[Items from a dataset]
* * * * * * *
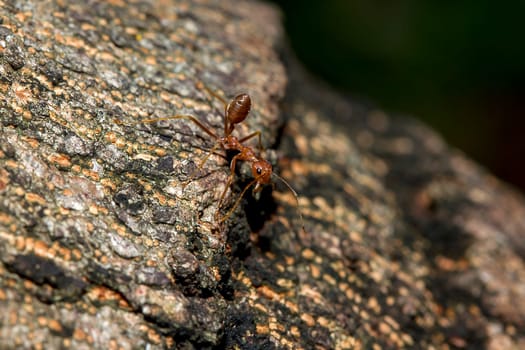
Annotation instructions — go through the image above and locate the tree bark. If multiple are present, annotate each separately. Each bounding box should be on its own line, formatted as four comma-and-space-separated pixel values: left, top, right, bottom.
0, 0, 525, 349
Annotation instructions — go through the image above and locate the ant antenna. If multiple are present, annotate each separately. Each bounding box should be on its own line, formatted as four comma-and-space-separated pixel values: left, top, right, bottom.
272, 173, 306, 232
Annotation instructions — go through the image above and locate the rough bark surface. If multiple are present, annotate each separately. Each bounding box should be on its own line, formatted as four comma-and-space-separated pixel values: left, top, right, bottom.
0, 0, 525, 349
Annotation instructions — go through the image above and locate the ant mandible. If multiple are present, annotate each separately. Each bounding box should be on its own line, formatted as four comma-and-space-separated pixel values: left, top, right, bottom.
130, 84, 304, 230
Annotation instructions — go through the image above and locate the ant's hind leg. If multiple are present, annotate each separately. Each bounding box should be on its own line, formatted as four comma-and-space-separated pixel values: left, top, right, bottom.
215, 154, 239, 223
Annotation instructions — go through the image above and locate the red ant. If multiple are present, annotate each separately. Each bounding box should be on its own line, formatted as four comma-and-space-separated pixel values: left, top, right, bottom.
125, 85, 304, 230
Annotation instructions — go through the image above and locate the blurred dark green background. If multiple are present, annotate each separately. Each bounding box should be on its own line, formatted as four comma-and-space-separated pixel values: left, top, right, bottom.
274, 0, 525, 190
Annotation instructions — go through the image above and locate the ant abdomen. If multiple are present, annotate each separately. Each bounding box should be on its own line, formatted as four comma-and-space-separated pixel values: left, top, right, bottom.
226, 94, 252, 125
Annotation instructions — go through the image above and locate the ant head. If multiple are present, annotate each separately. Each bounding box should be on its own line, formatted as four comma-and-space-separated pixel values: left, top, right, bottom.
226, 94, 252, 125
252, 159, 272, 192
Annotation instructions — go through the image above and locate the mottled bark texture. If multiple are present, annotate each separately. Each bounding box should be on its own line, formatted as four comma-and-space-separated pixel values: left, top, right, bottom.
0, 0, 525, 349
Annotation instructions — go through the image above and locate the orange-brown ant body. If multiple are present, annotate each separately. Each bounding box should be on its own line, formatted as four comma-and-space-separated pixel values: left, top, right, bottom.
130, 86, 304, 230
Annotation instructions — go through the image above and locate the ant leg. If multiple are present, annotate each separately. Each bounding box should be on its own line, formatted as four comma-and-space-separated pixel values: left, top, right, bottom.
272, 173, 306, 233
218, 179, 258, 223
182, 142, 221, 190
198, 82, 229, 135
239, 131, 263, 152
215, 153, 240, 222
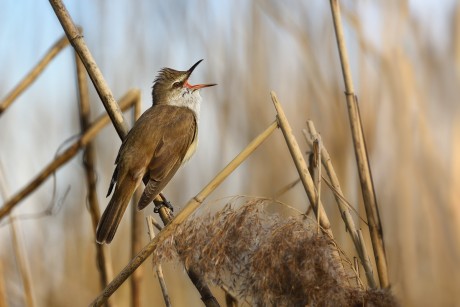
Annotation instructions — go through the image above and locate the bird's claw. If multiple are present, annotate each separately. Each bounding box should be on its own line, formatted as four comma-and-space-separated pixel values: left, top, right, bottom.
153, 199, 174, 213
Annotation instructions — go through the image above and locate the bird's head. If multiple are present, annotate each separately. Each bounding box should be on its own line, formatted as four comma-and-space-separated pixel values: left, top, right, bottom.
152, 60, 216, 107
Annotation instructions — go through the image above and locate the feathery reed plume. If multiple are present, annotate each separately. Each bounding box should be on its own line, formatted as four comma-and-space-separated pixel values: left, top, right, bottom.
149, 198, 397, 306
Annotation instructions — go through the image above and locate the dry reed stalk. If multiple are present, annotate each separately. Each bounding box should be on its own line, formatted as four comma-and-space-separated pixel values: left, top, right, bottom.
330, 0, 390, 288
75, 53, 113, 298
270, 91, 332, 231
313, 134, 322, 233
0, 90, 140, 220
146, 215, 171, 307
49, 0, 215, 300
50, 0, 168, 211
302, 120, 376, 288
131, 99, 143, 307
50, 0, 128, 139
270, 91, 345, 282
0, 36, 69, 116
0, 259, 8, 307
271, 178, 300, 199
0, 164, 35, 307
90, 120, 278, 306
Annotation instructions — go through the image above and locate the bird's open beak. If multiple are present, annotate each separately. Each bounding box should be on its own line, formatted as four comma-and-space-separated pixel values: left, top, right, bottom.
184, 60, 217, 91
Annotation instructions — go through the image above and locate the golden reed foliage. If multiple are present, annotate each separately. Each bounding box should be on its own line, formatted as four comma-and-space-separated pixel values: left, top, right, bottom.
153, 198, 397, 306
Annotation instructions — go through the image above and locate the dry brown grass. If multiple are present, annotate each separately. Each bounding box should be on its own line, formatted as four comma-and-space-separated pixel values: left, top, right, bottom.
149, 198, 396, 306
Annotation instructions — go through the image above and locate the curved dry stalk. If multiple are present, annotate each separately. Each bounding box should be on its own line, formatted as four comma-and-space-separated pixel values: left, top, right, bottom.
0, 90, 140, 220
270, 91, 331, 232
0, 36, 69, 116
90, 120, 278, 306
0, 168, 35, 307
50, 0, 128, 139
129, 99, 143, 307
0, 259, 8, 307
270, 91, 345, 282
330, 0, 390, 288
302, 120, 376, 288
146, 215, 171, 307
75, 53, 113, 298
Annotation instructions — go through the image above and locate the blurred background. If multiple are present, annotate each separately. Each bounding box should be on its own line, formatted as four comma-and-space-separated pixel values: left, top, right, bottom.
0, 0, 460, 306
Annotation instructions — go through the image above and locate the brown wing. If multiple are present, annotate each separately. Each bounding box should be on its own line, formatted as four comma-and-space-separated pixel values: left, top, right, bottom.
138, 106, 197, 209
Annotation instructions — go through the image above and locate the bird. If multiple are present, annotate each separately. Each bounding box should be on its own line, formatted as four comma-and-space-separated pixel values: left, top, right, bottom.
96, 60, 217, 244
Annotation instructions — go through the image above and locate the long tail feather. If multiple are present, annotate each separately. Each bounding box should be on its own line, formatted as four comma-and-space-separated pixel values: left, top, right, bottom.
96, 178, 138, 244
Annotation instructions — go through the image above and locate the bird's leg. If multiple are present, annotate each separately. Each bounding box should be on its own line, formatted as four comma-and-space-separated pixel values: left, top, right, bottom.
* * * * * * *
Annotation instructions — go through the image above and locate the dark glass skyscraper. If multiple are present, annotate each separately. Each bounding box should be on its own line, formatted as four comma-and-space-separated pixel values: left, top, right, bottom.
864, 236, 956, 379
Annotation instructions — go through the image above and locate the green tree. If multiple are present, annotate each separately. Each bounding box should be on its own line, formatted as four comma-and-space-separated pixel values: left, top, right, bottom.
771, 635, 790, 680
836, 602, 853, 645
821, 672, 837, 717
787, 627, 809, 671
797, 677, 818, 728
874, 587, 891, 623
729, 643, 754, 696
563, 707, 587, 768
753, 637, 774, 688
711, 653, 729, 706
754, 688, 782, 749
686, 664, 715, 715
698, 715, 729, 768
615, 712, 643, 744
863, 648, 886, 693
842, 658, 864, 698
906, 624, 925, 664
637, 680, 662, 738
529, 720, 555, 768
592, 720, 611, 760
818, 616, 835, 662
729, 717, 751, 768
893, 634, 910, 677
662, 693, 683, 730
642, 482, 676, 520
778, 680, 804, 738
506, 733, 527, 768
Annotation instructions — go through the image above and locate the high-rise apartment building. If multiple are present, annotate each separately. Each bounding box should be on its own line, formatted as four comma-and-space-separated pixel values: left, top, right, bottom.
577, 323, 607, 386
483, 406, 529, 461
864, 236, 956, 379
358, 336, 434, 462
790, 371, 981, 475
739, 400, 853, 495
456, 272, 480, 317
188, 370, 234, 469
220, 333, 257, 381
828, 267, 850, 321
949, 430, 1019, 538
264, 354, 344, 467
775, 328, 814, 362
* * * * * * *
● **TO DO**
Rewrite the items from the line with "locate the feathery" to the line with "149, 198, 397, 306", putting "fluffy" in place of "feathery" and leaving everything else as it is.

● **TASK RESULT**
Annotation instructions — go through the image above and locate the fluffy reed plume. If multiple are present, annotate each separately. Each bounding box should be on its own line, formatted as four comma-and-space-separated pixel values: left, top, right, bottom.
149, 198, 397, 306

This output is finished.